- **Goal of the exercise**: Convert the data below into a JSON list of strings, one string per line and blank lines omitted, beginning at the line that contains "Indicate the tree limb" and running through the end of the data.

━━━━━ Excerpted records ━━━━━

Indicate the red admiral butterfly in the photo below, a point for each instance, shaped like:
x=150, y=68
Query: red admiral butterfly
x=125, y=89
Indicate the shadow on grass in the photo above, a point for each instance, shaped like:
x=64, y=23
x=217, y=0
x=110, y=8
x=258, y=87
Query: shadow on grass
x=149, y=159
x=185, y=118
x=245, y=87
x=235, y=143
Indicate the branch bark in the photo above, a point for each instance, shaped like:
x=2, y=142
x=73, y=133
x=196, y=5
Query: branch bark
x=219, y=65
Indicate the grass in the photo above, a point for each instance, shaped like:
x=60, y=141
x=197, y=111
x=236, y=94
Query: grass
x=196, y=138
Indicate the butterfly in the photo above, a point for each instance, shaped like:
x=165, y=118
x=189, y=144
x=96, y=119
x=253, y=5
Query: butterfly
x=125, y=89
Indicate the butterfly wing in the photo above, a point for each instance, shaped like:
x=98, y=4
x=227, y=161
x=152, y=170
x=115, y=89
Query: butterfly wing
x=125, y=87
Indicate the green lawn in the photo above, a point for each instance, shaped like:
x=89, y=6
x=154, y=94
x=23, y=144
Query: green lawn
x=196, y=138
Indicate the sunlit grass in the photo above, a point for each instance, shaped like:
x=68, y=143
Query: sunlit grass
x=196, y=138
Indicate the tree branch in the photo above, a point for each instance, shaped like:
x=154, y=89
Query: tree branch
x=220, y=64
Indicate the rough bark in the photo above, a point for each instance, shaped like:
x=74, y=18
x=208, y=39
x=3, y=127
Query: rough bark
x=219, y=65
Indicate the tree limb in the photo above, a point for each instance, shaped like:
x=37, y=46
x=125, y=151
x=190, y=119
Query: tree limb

━━━━━

- **Solution to this problem**:
[
  "Indicate the tree limb in the photo above, a point for each instance, shaped like:",
  "x=37, y=46",
  "x=125, y=151",
  "x=190, y=119",
  "Query: tree limb"
]